Copy every line below precisely, leaving nothing out.
(Listed entries begins)
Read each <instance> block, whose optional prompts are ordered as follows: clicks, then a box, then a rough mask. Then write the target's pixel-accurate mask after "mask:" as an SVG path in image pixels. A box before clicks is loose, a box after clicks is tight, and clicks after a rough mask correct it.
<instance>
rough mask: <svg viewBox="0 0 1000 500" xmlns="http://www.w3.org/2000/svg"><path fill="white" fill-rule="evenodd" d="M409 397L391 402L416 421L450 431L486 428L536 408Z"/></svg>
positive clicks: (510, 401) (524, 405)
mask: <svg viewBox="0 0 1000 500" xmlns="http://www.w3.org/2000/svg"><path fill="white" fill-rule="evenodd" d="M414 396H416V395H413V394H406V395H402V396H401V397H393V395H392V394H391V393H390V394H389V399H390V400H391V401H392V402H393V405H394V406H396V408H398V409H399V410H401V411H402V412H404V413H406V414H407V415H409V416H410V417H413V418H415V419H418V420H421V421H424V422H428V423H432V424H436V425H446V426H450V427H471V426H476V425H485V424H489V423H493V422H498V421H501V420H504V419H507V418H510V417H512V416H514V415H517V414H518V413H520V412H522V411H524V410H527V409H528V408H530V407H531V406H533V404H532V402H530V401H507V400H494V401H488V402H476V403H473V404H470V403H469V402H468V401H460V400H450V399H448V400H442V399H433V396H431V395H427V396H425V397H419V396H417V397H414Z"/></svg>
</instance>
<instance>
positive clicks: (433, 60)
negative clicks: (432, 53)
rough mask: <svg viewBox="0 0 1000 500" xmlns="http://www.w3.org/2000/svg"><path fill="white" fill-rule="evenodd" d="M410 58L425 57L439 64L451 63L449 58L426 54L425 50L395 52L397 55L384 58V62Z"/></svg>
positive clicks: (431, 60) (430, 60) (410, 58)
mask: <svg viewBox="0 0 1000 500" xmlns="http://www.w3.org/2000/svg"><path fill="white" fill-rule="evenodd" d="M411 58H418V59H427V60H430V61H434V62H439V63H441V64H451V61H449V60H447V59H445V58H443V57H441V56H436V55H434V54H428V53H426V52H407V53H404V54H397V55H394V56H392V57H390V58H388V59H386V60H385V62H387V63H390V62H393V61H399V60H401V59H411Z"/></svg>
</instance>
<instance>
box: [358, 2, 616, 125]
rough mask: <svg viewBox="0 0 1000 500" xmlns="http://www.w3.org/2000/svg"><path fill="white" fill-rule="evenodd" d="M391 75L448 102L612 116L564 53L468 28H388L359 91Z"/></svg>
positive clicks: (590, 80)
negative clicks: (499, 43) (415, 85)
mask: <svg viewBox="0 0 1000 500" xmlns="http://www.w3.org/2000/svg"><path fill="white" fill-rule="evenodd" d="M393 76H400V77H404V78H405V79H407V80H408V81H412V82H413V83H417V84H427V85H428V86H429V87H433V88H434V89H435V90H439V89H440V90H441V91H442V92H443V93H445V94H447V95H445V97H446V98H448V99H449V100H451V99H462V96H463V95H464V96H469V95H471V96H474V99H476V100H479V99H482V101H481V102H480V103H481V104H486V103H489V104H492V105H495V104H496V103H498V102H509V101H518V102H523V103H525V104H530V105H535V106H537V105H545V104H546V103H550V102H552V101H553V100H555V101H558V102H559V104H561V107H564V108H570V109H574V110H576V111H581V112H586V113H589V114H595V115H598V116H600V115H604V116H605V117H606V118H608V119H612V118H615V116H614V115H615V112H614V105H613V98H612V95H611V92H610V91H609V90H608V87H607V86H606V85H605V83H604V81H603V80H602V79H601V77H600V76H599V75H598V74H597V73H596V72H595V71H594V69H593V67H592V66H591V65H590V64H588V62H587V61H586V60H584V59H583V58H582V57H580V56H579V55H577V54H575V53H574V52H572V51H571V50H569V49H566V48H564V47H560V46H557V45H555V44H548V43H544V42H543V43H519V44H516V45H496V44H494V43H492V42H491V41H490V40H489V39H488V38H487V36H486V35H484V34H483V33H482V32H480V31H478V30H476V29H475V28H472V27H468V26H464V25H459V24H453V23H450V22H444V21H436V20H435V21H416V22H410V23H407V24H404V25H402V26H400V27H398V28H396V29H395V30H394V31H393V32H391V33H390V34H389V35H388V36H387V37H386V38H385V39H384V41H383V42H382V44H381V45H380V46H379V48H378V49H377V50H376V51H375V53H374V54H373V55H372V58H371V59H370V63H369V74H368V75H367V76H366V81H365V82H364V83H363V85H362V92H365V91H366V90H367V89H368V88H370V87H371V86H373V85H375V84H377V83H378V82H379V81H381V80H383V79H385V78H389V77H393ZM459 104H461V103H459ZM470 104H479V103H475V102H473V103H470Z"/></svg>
(Listed entries ends)
-- Result for this task --
Read each <instance> block, whose optional prompts are ordered as follows: clicks, then a box, then a rough mask. Then write the target's pixel-accurate mask after "mask:" as an SVG path in image pixels. A box before clicks is loose, a box after clicks is tight, and clicks after a rough mask correct it.
<instance>
rough mask: <svg viewBox="0 0 1000 500" xmlns="http://www.w3.org/2000/svg"><path fill="white" fill-rule="evenodd" d="M409 397L391 402L416 421L450 431L486 428L536 408Z"/></svg>
positive clicks: (510, 401) (524, 405)
mask: <svg viewBox="0 0 1000 500" xmlns="http://www.w3.org/2000/svg"><path fill="white" fill-rule="evenodd" d="M414 396H416V395H413V394H406V395H402V396H401V397H393V395H392V394H391V393H390V394H389V399H390V400H391V401H392V402H393V405H394V406H396V408H398V409H399V410H401V411H402V412H404V413H406V414H407V415H409V416H410V417H413V418H415V419H418V420H421V421H424V422H428V423H432V424H436V425H446V426H450V427H471V426H476V425H485V424H489V423H493V422H498V421H501V420H504V419H507V418H510V417H512V416H514V415H517V414H518V413H520V412H522V411H524V410H527V409H528V408H530V407H531V406H533V404H532V402H530V401H507V400H494V401H488V402H476V403H473V404H470V403H469V402H468V401H460V400H450V399H448V400H442V399H433V396H431V395H427V396H425V397H419V396H417V397H414Z"/></svg>
</instance>
<instance>
positive clicks: (433, 60)
negative clicks: (432, 53)
rough mask: <svg viewBox="0 0 1000 500" xmlns="http://www.w3.org/2000/svg"><path fill="white" fill-rule="evenodd" d="M410 58L425 57L439 64L451 63L449 58L426 54L425 50L395 52L397 55L384 58V62Z"/></svg>
positive clicks: (431, 60) (430, 60) (410, 58)
mask: <svg viewBox="0 0 1000 500" xmlns="http://www.w3.org/2000/svg"><path fill="white" fill-rule="evenodd" d="M411 58H418V59H427V60H430V61H434V62H439V63H441V64H451V61H449V60H447V59H445V58H443V57H441V56H436V55H434V54H428V53H426V52H407V53H404V54H397V55H394V56H392V57H390V58H388V59H386V60H385V62H387V63H390V62H393V61H399V60H401V59H411Z"/></svg>
</instance>
<instance>
box: [358, 2, 616, 125]
rough mask: <svg viewBox="0 0 1000 500" xmlns="http://www.w3.org/2000/svg"><path fill="white" fill-rule="evenodd" d="M391 75L448 102L612 116L564 53L468 28H388L359 91Z"/></svg>
positive clicks: (590, 80)
negative clicks: (499, 43) (415, 85)
mask: <svg viewBox="0 0 1000 500" xmlns="http://www.w3.org/2000/svg"><path fill="white" fill-rule="evenodd" d="M393 76H400V77H404V78H405V79H407V80H408V81H412V82H413V83H417V84H427V85H428V86H429V87H433V88H434V89H435V90H439V89H440V90H441V91H442V92H443V93H445V94H447V95H445V97H446V98H448V99H449V100H451V99H462V96H463V95H464V96H469V95H471V96H474V99H476V100H479V99H482V101H481V102H480V103H481V104H486V103H489V104H492V105H495V104H496V103H498V102H509V101H518V102H523V103H525V104H530V105H535V106H537V105H545V104H546V103H550V102H552V101H553V100H555V101H558V102H559V104H561V107H564V108H570V109H574V110H576V111H581V112H586V113H589V114H595V115H598V116H600V115H604V116H605V117H606V118H608V119H612V118H615V116H614V115H615V112H614V105H613V98H612V95H611V92H610V91H609V90H608V87H607V86H606V85H605V83H604V81H603V80H602V79H601V77H600V76H599V75H598V74H597V73H596V72H595V71H594V69H593V67H592V66H591V65H590V64H588V62H587V61H586V60H584V59H583V58H582V57H580V56H579V55H577V54H575V53H574V52H572V51H571V50H569V49H566V48H564V47H560V46H557V45H555V44H548V43H544V42H543V43H519V44H516V45H496V44H494V43H492V42H491V41H490V40H489V39H488V38H487V36H486V35H484V34H483V33H482V32H480V31H478V30H476V29H475V28H472V27H468V26H464V25H459V24H453V23H450V22H444V21H436V20H435V21H416V22H410V23H407V24H404V25H402V26H400V27H398V28H396V29H395V30H394V31H393V32H391V33H390V34H389V35H388V36H387V37H386V38H385V39H384V41H383V42H382V44H381V45H380V46H379V48H378V49H377V50H376V51H375V53H374V54H373V55H372V58H371V59H370V63H369V74H368V75H367V76H366V81H365V82H364V83H363V85H362V92H365V91H366V90H367V89H368V88H370V87H371V86H373V85H375V84H377V83H378V82H379V81H381V80H383V79H385V78H389V77H393ZM459 104H461V103H459ZM470 104H479V103H475V102H473V103H470Z"/></svg>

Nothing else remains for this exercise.